_STATED PROBLEM_.
Your task is to repeat, word for word, the line containing "# point at: man's face" and all lines that follow it to the end of the material, and no other lines.
##### SUPPLIED ENTRIES #####
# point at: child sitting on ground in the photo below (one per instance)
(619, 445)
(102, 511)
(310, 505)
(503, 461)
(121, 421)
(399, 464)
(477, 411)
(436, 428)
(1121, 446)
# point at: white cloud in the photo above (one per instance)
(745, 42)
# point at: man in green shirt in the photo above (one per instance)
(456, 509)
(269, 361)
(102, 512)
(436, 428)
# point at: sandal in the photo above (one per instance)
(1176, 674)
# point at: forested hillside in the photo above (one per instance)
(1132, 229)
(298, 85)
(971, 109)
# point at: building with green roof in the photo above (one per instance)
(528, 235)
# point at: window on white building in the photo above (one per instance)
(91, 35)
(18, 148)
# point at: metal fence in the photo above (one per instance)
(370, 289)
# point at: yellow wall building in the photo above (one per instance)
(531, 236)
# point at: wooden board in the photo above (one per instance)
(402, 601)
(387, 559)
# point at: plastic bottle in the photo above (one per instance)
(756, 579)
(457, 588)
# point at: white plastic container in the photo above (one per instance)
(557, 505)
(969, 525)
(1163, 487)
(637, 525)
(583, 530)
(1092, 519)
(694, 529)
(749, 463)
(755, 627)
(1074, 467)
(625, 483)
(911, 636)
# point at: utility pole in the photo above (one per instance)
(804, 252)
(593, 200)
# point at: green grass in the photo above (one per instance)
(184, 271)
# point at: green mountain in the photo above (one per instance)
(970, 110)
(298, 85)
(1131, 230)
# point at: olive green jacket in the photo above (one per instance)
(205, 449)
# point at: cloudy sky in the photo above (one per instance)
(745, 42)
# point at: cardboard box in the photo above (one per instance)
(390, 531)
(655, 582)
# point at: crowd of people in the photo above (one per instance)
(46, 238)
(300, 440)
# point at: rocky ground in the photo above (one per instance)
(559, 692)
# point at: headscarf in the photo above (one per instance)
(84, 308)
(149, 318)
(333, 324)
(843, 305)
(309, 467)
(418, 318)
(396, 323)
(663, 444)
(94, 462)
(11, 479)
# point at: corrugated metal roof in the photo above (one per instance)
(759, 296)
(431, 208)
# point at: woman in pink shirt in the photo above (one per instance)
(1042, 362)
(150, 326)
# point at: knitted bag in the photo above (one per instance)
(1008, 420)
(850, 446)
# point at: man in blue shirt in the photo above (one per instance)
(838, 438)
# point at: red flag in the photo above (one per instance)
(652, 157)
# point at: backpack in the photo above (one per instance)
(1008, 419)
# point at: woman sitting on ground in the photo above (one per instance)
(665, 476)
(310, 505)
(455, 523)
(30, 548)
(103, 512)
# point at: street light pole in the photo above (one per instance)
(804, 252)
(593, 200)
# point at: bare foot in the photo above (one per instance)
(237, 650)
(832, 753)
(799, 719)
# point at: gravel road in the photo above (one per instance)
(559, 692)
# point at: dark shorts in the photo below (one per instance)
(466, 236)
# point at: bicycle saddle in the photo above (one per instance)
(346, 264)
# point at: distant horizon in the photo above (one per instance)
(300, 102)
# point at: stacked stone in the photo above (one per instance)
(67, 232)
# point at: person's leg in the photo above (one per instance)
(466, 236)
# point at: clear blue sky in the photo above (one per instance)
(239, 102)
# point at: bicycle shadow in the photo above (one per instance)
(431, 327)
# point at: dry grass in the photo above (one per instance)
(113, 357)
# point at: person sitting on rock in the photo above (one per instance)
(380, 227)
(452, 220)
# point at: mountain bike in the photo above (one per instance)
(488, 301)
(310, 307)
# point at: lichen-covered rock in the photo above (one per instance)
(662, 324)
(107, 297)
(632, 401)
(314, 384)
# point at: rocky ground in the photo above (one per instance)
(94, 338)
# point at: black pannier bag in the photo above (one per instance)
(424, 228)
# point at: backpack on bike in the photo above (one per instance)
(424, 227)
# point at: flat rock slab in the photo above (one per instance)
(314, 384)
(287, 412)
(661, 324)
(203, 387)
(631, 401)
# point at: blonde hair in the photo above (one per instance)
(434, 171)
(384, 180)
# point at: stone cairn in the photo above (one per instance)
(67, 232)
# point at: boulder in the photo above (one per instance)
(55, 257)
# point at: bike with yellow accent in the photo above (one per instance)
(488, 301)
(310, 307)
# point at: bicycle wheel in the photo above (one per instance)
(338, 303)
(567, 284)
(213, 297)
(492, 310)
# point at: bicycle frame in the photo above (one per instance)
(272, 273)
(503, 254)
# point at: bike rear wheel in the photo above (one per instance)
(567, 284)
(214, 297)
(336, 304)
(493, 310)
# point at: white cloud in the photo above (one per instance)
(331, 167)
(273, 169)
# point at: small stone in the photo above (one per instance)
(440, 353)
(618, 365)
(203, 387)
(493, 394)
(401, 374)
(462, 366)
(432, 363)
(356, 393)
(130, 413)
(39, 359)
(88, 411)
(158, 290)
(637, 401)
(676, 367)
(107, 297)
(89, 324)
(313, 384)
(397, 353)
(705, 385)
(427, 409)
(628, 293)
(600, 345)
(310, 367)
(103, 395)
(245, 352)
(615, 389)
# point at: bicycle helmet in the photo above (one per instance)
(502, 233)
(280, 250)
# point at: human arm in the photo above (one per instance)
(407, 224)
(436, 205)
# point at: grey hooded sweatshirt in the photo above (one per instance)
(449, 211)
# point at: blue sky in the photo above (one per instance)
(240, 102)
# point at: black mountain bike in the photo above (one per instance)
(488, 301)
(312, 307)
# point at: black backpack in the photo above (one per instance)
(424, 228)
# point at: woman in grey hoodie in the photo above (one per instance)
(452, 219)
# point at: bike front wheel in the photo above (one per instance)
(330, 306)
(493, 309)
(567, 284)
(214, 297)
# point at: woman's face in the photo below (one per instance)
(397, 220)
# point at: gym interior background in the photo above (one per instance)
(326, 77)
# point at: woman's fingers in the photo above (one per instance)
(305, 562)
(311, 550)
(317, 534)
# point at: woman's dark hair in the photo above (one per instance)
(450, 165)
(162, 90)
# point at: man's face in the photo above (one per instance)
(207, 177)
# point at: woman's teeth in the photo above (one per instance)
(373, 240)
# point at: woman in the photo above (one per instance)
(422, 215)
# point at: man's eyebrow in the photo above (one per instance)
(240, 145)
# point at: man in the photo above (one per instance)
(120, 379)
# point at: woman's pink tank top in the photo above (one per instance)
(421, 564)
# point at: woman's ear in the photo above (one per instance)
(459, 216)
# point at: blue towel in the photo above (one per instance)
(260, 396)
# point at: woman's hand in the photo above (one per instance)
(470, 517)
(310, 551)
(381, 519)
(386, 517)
#####
_FINAL RESULT_.
# point at: man's face in the photo above (one per instance)
(207, 177)
# point at: woman's teeth in the photo above (one per instance)
(373, 240)
# point at: woman in the photo above (one per instance)
(422, 215)
# point at: man's eyebrow in the photo above (one per instance)
(240, 145)
# point at: man in the photo above (one per instance)
(120, 379)
# point at: woman's pink tank top in the photo above (one per instance)
(421, 564)
# point at: woman's ear in the photo above (one per instance)
(459, 216)
# point at: blue towel in the photo above (one per instance)
(260, 396)
# point at: woman's hand in the photo above (one per instance)
(470, 517)
(310, 551)
(381, 519)
(386, 517)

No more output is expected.